EXTRACTO DE LA PÁGINA:
————————

Cuando empecé a considerar la idea de tener hijos, ya estaba en la treintena e incluso entonces me daba mucho miedo. ¿Cómo iba a saber cómo ser, y en quién tendría que convertirme para hacerlo bien? Tampoco estaba sola entre mi grupo de amigos, nadie que conociera tenía hijos entonces, salvo unos pocos atípicos que, de forma poco generosa, me parecían extraterrestres. Mi adolescencia, mis veinte años y, sí, mis treinta, no sólo estaban reservados para languidecer, salir de fiesta y dormir, sino que también eran un campo de batalla de egoísmo y solipsismo, de depresión y frustración y de malos novios y luego de otros aún peores. Si me hubiera quedado embarazada por aquel entonces, lo habría interrumpido sin reservas.
Una vez que quise tener hijos, tras conocer a alguien a quien quería y en quien confiaba para que se involucrara plenamente en el proceso conmigo, descubrí que era infértil. Luché durante años para concebir y cada año que pasaba sin un bebé se sentía como un tiempo perdido. No es justo decirlo, por supuesto. No es cierto y, desde luego, no es la forma en que funciona la vida, pero es exactamente lo que sentí. Como si el tiempo, como si mi vida se escapara y no hubiera nada que pudiera hacer para detenerla.
Y ahora que tengo estos pequeños, dulces y cariñosos niños, todo lo que quiero es pasar más tiempo con ellos, hacer una pausa, no en su crecimiento y cambio, sino en mí y en la versión de mí misma como madre que soy ahora mismo. Poner en pausa el dolor de espalda y de rodilla que crece un poco más bruscamente cada año, detener las canas y el colesterol alto, saltar los inevitables sustos médicos y el agotamiento que parecen envolver cada vez más mis días.

————————

Datos de localización de puntos:
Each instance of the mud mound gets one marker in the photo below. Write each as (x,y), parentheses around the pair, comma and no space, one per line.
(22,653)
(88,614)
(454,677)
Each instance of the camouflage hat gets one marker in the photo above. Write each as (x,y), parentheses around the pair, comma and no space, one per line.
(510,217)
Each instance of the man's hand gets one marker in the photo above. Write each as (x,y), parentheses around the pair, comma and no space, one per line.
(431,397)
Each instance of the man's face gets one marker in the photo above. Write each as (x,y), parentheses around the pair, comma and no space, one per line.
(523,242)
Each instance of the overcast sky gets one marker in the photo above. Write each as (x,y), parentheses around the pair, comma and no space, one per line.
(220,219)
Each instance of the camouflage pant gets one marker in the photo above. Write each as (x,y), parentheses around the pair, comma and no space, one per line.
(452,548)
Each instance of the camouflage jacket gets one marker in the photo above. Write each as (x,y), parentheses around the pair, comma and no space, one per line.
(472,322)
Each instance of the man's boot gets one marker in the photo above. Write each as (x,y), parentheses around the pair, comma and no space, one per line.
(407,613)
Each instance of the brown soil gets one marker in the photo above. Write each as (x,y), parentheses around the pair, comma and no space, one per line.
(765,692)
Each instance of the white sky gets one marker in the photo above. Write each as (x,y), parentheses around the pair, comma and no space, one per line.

————————

PREGUNTAS POR RESPONDER:
1. Según el extracto, ¿qué descubrió quien narra cuando quiso tener hijos?
2. Resume en menos palabras el párrafo del extracto que empieza con "Una vez que quise tener hijos" y conserva sus datos principales.
3. Del extracto, extrae tal cual el pasaje que va desde "Cuando empecé a" hasta "interrumpido sin reservas.", este último incluido.

PROBLEMAS RESUELTOS:
1. Descubrió que era infértil.

2. Cuando quise tener hijos, tras conocer a alguien a quien quería y en quien confiaba para compartir el proceso, descubrí que era infértil. Luché durante años por concebir, y cada año sin bebé me pareció tiempo perdido. Sé que no es justo ni cierto, pero sentía que mi vida se escapaba sin que pudiera detenerla.

3.
Cuando empecé a considerar la idea de tener hijos, ya estaba en la treintena e incluso entonces me daba mucho miedo. ¿Cómo iba a saber cómo ser, y en quién tendría que convertirme para hacerlo bien? Tampoco estaba sola entre mi grupo de amigos, nadie que conociera tenía hijos entonces, salvo unos pocos atípicos que, de forma poco generosa, me parecían extraterrestres. Mi adolescencia, mis veinte años y, sí, mis treinta, no sólo estaban reservados para languidecer, salir de fiesta y dormir, sino que también eran un campo de batalla de egoísmo y solipsismo, de depresión y frustración y de malos novios y luego de otros aún peores. Si me hubiera quedado embarazada por aquel entonces, lo habría interrumpido sin reservas.